**Directions**
- A) According to the storm data analysis, which agency's database supplies the data used?
- B) List every R library that the storm data analysis loads.
- C) Carry on writing the storm data analysis, beginning right after its last sentence.

**Document text**
Synopsis

Severe weather events have a substantial impact on communities across the United States. Each year, severe weather causes billions of dollars in damages to property and crops, and hundreds of lives are lost, in addition to thousands of injuries. The purpose of this analysis is to identify the types of weather events that cause the greatest damage to the population and to the economy.

The data used in this analysis is from the US National Oceanic and Atmospheric Administration (NOAA) database. The data can be downloaded here.

For more information on this data set, refer to the National Weather Service Storm Data Documentation.

Data Processing

First let’s load the libraries we will need.

library(R.utils)
library(dplyr)
library(ggplot2)
library(gridExtra)
library(knitr)
library(lubridate)

Next, we download the data.

If the data are not already in the working directory, we will need to download the data and unzip the file.

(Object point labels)
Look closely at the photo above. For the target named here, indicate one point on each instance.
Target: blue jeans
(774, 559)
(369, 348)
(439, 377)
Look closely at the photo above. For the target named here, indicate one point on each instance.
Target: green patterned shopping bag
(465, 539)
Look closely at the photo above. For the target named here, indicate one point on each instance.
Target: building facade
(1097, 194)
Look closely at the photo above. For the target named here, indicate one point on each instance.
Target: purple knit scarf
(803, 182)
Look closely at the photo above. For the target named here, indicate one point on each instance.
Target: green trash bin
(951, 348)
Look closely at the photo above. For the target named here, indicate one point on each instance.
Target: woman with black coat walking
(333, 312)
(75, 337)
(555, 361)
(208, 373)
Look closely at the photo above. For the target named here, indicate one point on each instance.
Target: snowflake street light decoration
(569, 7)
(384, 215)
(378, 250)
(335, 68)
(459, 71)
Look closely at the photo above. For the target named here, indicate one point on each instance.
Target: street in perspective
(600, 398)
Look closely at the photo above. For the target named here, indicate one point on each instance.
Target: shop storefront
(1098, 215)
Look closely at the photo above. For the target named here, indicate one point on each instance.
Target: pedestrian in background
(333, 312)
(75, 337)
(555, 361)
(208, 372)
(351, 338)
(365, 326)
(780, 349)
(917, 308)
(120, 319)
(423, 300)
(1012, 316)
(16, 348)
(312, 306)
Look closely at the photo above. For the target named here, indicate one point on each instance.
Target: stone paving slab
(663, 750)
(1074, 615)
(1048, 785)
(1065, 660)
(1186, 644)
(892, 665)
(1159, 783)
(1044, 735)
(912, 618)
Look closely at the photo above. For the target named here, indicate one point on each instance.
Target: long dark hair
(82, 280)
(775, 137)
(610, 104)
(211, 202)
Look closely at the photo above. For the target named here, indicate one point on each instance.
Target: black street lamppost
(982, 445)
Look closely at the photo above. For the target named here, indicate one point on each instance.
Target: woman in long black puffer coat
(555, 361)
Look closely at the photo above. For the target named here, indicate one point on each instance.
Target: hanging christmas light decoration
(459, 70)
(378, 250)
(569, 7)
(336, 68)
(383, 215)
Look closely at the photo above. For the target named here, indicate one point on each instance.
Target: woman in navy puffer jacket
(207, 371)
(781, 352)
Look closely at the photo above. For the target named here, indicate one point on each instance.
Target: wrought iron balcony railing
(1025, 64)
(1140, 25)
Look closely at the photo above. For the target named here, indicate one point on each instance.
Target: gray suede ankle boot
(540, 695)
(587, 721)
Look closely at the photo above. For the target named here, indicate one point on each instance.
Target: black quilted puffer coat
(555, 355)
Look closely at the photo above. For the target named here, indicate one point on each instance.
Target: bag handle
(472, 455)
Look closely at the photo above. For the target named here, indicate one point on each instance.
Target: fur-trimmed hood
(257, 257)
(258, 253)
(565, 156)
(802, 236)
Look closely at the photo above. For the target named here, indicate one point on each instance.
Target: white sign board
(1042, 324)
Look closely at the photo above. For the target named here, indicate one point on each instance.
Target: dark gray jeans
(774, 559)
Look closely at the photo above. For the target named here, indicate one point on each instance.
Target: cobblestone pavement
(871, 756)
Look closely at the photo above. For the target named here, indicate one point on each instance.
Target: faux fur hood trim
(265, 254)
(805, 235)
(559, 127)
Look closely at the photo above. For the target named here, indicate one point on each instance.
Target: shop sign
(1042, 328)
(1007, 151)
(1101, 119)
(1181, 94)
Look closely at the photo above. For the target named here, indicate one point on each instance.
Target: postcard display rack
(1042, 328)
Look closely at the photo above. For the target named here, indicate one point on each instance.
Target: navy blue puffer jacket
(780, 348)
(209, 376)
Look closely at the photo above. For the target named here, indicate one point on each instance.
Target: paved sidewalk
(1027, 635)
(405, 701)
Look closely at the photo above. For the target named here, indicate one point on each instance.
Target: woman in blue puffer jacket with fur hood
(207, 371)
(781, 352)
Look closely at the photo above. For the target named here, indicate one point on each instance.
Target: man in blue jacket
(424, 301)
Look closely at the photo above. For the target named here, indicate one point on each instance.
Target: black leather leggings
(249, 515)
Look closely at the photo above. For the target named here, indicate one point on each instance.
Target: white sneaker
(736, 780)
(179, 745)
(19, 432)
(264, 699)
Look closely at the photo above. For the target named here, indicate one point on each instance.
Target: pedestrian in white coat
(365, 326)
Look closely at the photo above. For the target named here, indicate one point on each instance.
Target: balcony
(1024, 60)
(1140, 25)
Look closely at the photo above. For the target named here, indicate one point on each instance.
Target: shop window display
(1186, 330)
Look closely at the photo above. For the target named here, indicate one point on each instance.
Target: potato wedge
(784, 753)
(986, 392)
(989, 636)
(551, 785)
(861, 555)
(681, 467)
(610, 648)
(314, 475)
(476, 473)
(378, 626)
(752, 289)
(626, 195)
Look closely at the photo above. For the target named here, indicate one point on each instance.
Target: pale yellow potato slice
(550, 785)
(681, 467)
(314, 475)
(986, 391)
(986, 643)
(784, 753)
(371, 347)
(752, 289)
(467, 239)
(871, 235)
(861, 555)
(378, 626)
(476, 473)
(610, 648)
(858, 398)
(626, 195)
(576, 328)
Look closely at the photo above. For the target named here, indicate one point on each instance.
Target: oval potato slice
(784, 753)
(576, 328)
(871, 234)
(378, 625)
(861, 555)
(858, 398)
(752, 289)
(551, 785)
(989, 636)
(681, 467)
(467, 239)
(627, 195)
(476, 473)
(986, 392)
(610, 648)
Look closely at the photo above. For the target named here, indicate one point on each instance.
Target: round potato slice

**Answers given**
- A) The US National Oceanic and Atmospheric Administration (NOAA).

- B) R.utils, dplyr, ggplot2, gridExtra, knitr, lubridate

- C)
if(!file.exists("stormdata.csv")) {
 fileUrl <- "https://d396qusza40orc.cloudfront.net/repdata%2Fdata%2FStormData.csv.bz2"
 download.file(fileUrl, "stormdata.csv.bz2")
 bunzip2("stormdata.csv.bz2") }

Now we can read the data into R with read_csv.

storms <- read.csv("stormdata.csv")

We will start by taking a look at the storms data frame and get a feel for what it contains. Let’s look at the dimensions.

dim(storms)
## [1] 902297     37

We see that storms contains 902297 observations of 37 variables.

Next, let’s look at the column names.

colnames(storms)
##  [1] "STATE__"    "BGN_DATE"   "BGN_TIME"   "TIME_ZONE"  "COUNTY"    
##  [6] "COUNTYNAME" "STATE"      "EVTYPE"     "BGN_RANGE"  "BGN_AZI"   
## [11] "BGN_LOCATI" "END_DATE"   "END_TIME"   "COUNTY_END" "COUNTYENDN"
## [16] "END_RANGE"  "END_AZI"    "END_LOCATI" "LENGTH"     "WIDTH"     
## [21] "F"          "MAG"        "FATALITIES" "INJURIES"   "PROPDMG"   
## [26] "PROPDMGEXP" "CROPDMG"    "CROPDMGEXP" "WFO"        "STATEOFFIC"
## [31] "ZONENAMES"  "LATITUDE"   "LONGITUDE"  "LATITUDE_E" "LONGITUDE_"
## [36] "REMARKS"    "REFNUM"

The data frame contains information on many variables that will not be relevant for this analysis. Since we will be focusing on the impact of different types of natural disasters on population health and on the economy, let’s select only the variables that are relevant to that. I will keep the ‘BGN_DATE’ variable as well so that we can determine if there are any years that should be excluded. Let’s also make the variable names a little more readable.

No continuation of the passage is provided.